**Énoncé 1**
Traduisez en anglais la phrase suivante de l'extrait : « Absence de l'influence islamique dans l'oeuvre camusienne. »
**Énoncé 2**
Reproduisez fidèlement tout le passage de l'extrait qui va de « 27 octobre - Bruit » jusqu'à « rois de Touggourt. ».

*** Extrait du texte ***

25.12.15

LABYRINTHE DES JOURS 1966



1966
12 octobre . Trois sortes de contacts d'Européens avec le monde islamique :
     - Lawrence, Rimbaud (action);
     - Massignon, Guénon (intelligence) ;
     - Foucauld (mystique).

23 octobre - Absence de l'influence islamique dans l'oeuvre camusienne.

27 octobre - Bruit d'averse du troupeau de moutons avançant sur la route.

1.11. Mardi. Touggourt. Visite de la ville au soleil du grand jour : l'oasis ; les rues couvertes (un dédale obscur, pittoresque, de petites ruelles toutes couvertes, hantées par des enfants au teint terreux, des vieillards courbés, muets, sortant de l'ombre des logis comme de la nuit des siècles, couloirs ténébreux où rôdent mille odeurs indéfinissables, portes entrouvertes sur des habitations misérables où des femmes s'affairent dans l'obscurité) ; cimetière musulman à la décoration funéraire réduite au minimum, quelques pierres blanches alignées, trois pour une femme, deux pour un homme ; tombeaux des rois de Touggourt.

*** Données brutes ***

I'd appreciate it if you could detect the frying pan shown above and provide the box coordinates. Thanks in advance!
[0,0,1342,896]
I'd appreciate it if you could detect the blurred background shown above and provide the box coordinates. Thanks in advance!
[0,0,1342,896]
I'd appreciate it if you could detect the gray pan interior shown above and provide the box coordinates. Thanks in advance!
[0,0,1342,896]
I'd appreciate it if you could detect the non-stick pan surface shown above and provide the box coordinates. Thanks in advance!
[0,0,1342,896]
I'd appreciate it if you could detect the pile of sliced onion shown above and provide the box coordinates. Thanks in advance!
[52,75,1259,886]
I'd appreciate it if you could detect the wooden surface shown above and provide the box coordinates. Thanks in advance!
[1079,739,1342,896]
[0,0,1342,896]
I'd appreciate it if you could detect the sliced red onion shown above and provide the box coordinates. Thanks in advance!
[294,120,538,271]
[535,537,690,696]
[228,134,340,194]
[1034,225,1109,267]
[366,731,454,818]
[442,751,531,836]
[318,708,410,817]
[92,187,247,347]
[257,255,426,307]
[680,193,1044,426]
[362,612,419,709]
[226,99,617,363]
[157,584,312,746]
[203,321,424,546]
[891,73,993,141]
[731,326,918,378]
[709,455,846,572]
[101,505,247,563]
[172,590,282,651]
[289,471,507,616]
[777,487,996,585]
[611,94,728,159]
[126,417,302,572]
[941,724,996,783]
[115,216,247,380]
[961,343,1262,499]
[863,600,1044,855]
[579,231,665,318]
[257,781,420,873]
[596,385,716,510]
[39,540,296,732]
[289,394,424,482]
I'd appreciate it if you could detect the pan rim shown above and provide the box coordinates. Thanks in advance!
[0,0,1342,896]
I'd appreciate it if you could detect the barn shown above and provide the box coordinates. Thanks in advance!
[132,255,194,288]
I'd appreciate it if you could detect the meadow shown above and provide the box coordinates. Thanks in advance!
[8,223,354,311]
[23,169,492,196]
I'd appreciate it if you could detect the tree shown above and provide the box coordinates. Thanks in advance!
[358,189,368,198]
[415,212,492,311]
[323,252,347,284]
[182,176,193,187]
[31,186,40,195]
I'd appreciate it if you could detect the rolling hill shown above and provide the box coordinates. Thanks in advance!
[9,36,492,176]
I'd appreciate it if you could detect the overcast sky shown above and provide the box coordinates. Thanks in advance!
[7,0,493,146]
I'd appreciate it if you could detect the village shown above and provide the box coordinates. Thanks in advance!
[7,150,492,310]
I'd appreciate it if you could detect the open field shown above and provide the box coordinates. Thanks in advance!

***

**Réponse rédigée 1**
Absence of Islamic influence in Camus's work.

**Réponse rédigée 2**
27 octobre - Bruit d'averse du troupeau de moutons avançant sur la route.

1.11. Mardi. Touggourt. Visite de la ville au soleil du grand jour : l'oasis ; les rues couvertes (un dédale obscur, pittoresque, de petites ruelles toutes couvertes, hantées par des enfants au teint terreux, des vieillards courbés, muets, sortant de l'ombre des logis comme de la nuit des siècles, couloirs ténébreux où rôdent mille odeurs indéfinissables, portes entrouvertes sur des habitations misérables où des femmes s'affairent dans l'obscurité) ; cimetière musulman à la décoration funéraire réduite au minimum, quelques pierres blanches alignées, trois pour une femme, deux pour un homme ; tombeaux des rois de Touggourt.